[Stored data entries]
Start of Block
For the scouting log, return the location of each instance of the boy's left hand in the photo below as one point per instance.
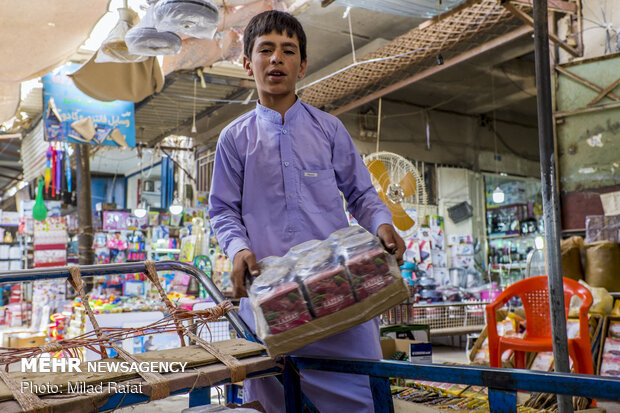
(392, 241)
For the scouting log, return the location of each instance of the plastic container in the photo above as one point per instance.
(300, 250)
(369, 266)
(325, 281)
(278, 301)
(344, 233)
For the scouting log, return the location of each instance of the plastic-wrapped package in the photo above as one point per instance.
(114, 48)
(325, 280)
(146, 40)
(196, 18)
(299, 250)
(278, 301)
(369, 266)
(346, 232)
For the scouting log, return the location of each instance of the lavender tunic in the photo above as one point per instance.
(276, 185)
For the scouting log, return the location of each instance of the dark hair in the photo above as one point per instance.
(269, 21)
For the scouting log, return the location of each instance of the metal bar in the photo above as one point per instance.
(605, 92)
(381, 394)
(566, 113)
(292, 387)
(501, 401)
(85, 207)
(200, 396)
(463, 57)
(551, 198)
(597, 387)
(132, 267)
(525, 18)
(585, 82)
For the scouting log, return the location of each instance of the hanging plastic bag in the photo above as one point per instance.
(196, 18)
(114, 48)
(144, 38)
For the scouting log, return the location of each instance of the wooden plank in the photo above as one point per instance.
(193, 355)
(553, 5)
(256, 366)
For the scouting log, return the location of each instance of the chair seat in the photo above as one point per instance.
(532, 344)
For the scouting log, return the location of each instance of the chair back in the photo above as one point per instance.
(534, 293)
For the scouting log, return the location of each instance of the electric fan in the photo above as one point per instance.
(400, 187)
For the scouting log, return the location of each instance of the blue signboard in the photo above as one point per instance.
(69, 115)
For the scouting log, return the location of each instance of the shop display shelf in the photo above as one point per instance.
(443, 319)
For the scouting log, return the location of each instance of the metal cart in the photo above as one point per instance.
(502, 383)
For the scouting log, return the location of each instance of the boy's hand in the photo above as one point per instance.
(244, 261)
(392, 241)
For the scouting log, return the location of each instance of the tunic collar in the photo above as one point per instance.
(273, 116)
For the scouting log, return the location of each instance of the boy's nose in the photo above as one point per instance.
(276, 57)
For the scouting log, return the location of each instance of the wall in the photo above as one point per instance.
(456, 140)
(597, 15)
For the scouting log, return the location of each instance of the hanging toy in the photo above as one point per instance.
(59, 155)
(39, 211)
(68, 167)
(48, 168)
(53, 172)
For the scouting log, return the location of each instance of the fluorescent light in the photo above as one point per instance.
(175, 208)
(140, 210)
(498, 195)
(539, 242)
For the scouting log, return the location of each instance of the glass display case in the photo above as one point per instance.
(514, 225)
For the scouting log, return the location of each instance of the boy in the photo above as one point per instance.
(276, 181)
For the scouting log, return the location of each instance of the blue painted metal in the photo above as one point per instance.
(381, 394)
(501, 401)
(500, 379)
(292, 387)
(234, 393)
(200, 396)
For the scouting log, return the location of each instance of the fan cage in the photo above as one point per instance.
(397, 167)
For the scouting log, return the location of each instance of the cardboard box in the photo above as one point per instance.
(19, 339)
(325, 326)
(417, 351)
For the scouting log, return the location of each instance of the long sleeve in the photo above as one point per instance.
(225, 198)
(354, 182)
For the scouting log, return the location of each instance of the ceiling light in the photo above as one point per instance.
(498, 195)
(141, 210)
(176, 207)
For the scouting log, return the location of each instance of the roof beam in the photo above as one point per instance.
(463, 57)
(527, 19)
(554, 5)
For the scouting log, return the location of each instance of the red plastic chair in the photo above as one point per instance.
(534, 293)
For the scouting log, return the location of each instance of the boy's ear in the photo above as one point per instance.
(302, 69)
(247, 66)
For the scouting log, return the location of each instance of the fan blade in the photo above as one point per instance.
(378, 170)
(400, 218)
(409, 184)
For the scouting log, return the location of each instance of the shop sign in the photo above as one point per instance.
(72, 116)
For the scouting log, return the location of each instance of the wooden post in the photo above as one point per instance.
(85, 212)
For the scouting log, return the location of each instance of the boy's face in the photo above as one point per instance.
(275, 63)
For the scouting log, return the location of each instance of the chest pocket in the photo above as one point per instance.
(318, 191)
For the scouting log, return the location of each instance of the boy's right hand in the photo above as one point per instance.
(244, 261)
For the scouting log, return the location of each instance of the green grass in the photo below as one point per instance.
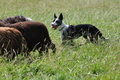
(86, 62)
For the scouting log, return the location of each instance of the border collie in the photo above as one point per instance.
(70, 32)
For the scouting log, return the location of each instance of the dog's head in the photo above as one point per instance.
(57, 21)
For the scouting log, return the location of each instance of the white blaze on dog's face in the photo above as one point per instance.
(57, 22)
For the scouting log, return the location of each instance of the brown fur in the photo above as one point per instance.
(14, 19)
(35, 34)
(10, 41)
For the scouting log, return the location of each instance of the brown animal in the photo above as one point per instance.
(15, 19)
(10, 41)
(35, 34)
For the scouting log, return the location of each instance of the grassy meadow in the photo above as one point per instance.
(79, 62)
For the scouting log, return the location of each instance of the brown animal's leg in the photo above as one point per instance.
(53, 47)
(91, 38)
(87, 40)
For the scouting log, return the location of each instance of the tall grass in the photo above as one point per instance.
(86, 62)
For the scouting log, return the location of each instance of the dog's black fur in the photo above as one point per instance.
(70, 32)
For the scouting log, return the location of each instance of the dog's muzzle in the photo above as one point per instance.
(53, 26)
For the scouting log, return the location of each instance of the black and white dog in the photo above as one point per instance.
(70, 32)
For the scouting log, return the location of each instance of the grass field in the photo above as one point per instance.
(87, 62)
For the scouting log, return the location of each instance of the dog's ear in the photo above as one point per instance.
(55, 15)
(61, 16)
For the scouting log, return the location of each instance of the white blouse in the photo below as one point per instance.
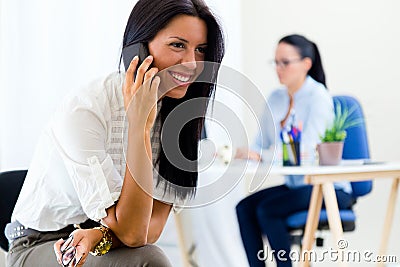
(78, 167)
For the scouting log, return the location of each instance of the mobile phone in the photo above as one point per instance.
(130, 51)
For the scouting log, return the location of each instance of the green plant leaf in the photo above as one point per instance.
(337, 131)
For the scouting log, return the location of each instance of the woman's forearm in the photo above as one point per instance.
(130, 218)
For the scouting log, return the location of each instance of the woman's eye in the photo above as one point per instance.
(178, 45)
(202, 50)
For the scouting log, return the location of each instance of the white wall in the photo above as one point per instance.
(359, 43)
(48, 48)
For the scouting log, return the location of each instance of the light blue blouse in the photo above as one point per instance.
(313, 108)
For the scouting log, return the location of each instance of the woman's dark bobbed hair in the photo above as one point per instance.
(147, 18)
(308, 49)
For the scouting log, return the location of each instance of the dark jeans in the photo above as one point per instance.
(37, 250)
(265, 213)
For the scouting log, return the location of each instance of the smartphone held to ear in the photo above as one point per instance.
(130, 51)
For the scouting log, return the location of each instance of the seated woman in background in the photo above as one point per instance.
(303, 99)
(80, 175)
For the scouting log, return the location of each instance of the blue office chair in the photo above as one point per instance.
(355, 147)
(10, 185)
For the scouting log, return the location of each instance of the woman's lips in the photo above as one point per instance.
(180, 78)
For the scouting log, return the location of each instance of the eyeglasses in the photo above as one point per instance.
(68, 253)
(284, 63)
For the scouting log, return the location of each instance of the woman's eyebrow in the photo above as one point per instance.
(184, 40)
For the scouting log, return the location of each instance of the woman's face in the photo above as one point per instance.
(291, 69)
(176, 49)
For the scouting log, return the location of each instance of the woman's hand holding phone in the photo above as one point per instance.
(140, 93)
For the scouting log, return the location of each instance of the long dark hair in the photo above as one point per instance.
(308, 49)
(147, 18)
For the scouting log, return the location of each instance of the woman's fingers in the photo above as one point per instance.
(141, 71)
(57, 250)
(129, 78)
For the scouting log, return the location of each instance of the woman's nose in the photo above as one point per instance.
(189, 60)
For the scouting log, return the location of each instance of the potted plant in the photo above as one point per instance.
(331, 147)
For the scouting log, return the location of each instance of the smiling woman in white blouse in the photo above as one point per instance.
(80, 175)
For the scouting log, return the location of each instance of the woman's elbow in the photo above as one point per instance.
(134, 240)
(152, 239)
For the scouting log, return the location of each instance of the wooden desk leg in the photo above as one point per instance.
(312, 222)
(335, 224)
(181, 236)
(389, 217)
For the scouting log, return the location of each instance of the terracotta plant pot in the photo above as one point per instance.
(330, 153)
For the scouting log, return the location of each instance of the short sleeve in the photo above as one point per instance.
(80, 133)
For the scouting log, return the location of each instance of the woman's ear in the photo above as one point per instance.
(307, 63)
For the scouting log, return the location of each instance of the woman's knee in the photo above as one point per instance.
(155, 257)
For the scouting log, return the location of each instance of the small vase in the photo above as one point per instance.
(330, 153)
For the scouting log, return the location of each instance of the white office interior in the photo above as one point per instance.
(48, 48)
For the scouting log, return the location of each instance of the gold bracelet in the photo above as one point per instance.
(105, 243)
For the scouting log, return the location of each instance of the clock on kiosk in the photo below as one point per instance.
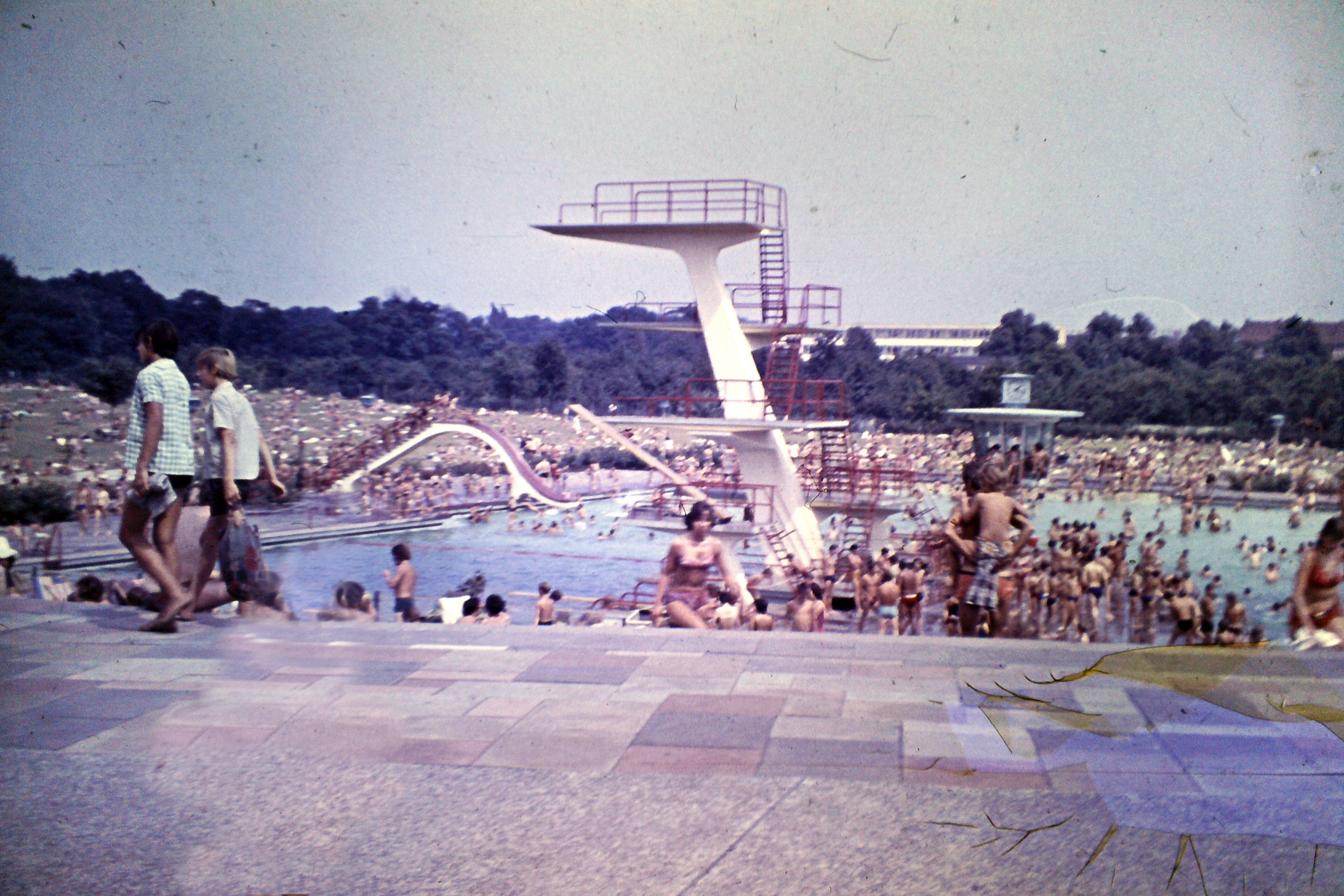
End of Block
Task
An acceptable answer holds exactly the lines from the one with "of the gold" through the end of the entries above, both ends kept, and no pictures at all.

Answer section
For the scouting log, return the location of each instance of the gold bracelet in the photo above as one point per instance.
(105, 243)
For the scouting log, return the location of each instance of the clock on kiosk in the photo below as one point per instance.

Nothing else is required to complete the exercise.